Directions
Copy out the full lopinavir/ritonavir study text below, word for word.

Passage provided
____

Efficacy and Treatment-Limiting Toxicity With the Concurrent Use of Lopinavir/Ritonavir and a Third Protease Inhibitor in Treatment-Experienced HIV-Infected Patients

Nathalie C. Casau, Marshall J. Glesby, Simon Paul, Roy M. Gulick

Disclosures

J Acquir Immune Defic Syndr. 2003;32(5) 

In This Article

Summary and Introduction

To investigate the efficacy and tolerability of using lopinavir/ritonavir concurrently with a third protease inhibitor (PI), the authors reviewed the medical records of 47 HIV-infected patients treated with antiretroviral regimens containing lopinavir/ritonavir and amprenavir, saquinavir, indinavir, or nelfinavir. The baseline mean HIV RNA level was 4.6 log10 copies/mL, and the median CD4 cell count was 123/mm3. By week 40, one patient (2%) was lost to follow-up, and 21 (44%) discontinued their lopinavir/ritonavir plus a third PI regimens: 4 (8%) due to virologic failure as determined by the clinician; 13 (28%) due to toxicity; and 4 (8%) due to social reasons. By intent-to-treat analysis, 12 (26%) of 47 patients had an HIV RNA level of less than 400 copies/mL at 40 weeks. By multivariate analysis, factors associated with virologic response were no prior lopinavir exposure (p = .03) and no prior exposure to nonnucleoside reverse transcriptase inhibitors among patients taking a nonnucleoside reverse transcriptase inhibitor (p = .05). Some HIV-infected patients concurrently treated with lopinavir/ritonavir and a third PI have viral suppression; many eventually discontinue therapy because of toxicity or virologic failure.

Despite recent progress with combination antiretroviral therapy,[1] virologic failure eventually occurs in a significant proportion of HIV-infected patients in clinical cohort studies.[2] Data from the EuroSIDA study showed that those patients who had not reached viral suppression during a first protease inhibitor (PI) regimen were less likely to respond virologically to a second PI regimen.[3] Virologic failure is frequent in HIV-infected patients exposed to a series of combination antiretroviral regimens, and better antiretroviral therapies are needed for these highly treatment-experienced individuals.

____

[Data items]
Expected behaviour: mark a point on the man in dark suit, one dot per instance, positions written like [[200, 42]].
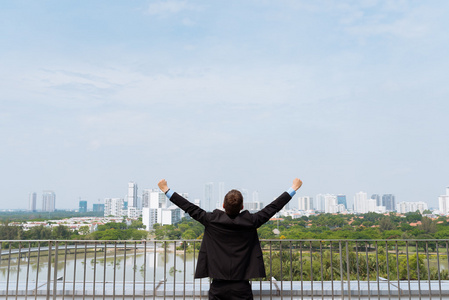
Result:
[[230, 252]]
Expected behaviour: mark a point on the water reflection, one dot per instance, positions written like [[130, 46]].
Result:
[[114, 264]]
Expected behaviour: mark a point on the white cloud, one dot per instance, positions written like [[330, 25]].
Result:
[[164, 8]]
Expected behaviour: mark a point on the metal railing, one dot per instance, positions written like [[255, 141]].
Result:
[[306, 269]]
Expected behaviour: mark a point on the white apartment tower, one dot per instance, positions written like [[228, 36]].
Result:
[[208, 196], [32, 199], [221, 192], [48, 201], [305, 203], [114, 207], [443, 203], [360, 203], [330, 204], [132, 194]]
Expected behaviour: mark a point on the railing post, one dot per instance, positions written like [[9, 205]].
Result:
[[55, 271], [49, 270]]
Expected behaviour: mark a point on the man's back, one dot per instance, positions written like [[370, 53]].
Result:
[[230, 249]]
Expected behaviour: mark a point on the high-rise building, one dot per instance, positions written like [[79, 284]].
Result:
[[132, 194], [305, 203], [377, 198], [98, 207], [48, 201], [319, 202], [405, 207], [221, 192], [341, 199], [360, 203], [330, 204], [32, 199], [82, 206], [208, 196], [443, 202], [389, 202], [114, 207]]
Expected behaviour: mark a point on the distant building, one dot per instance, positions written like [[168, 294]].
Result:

____

Output of the exercise
Efficacy and Treatment-Limiting Toxicity With the Concurrent Use of Lopinavir/Ritonavir and a Third Protease Inhibitor in Treatment-Experienced HIV-Infected Patients

Nathalie C. Casau, Marshall J. Glesby, Simon Paul, Roy M. Gulick

Disclosures

J Acquir Immune Defic Syndr. 2003;32(5) 

In This Article

Summary and Introduction

To investigate the efficacy and tolerability of using lopinavir/ritonavir concurrently with a third protease inhibitor (PI), the authors reviewed the medical records of 47 HIV-infected patients treated with antiretroviral regimens containing lopinavir/ritonavir and amprenavir, saquinavir, indinavir, or nelfinavir. The baseline mean HIV RNA level was 4.6 log10 copies/mL, and the median CD4 cell count was 123/mm3. By week 40, one patient (2%) was lost to follow-up, and 21 (44%) discontinued their lopinavir/ritonavir plus a third PI regimens: 4 (8%) due to virologic failure as determined by the clinician; 13 (28%) due to toxicity; and 4 (8%) due to social reasons. By intent-to-treat analysis, 12 (26%) of 47 patients had an HIV RNA level of less than 400 copies/mL at 40 weeks. By multivariate analysis, factors associated with virologic response were no prior lopinavir exposure (p = .03) and no prior exposure to nonnucleoside reverse transcriptase inhibitors among patients taking a nonnucleoside reverse transcriptase inhibitor (p = .05). Some HIV-infected patients concurrently treated with lopinavir/ritonavir and a third PI have viral suppression; many eventually discontinue therapy because of toxicity or virologic failure.

Despite recent progress with combination antiretroviral therapy,[1] virologic failure eventually occurs in a significant proportion of HIV-infected patients in clinical cohort studies.[2] Data from the EuroSIDA study showed that those patients who had not reached viral suppression during a first protease inhibitor (PI) regimen were less likely to respond virologically to a second PI regimen.[3] Virologic failure is frequent in HIV-infected patients exposed to a series of combination antiretroviral regimens, and better antiretroviral therapies are needed for these highly treatment-experienced individuals.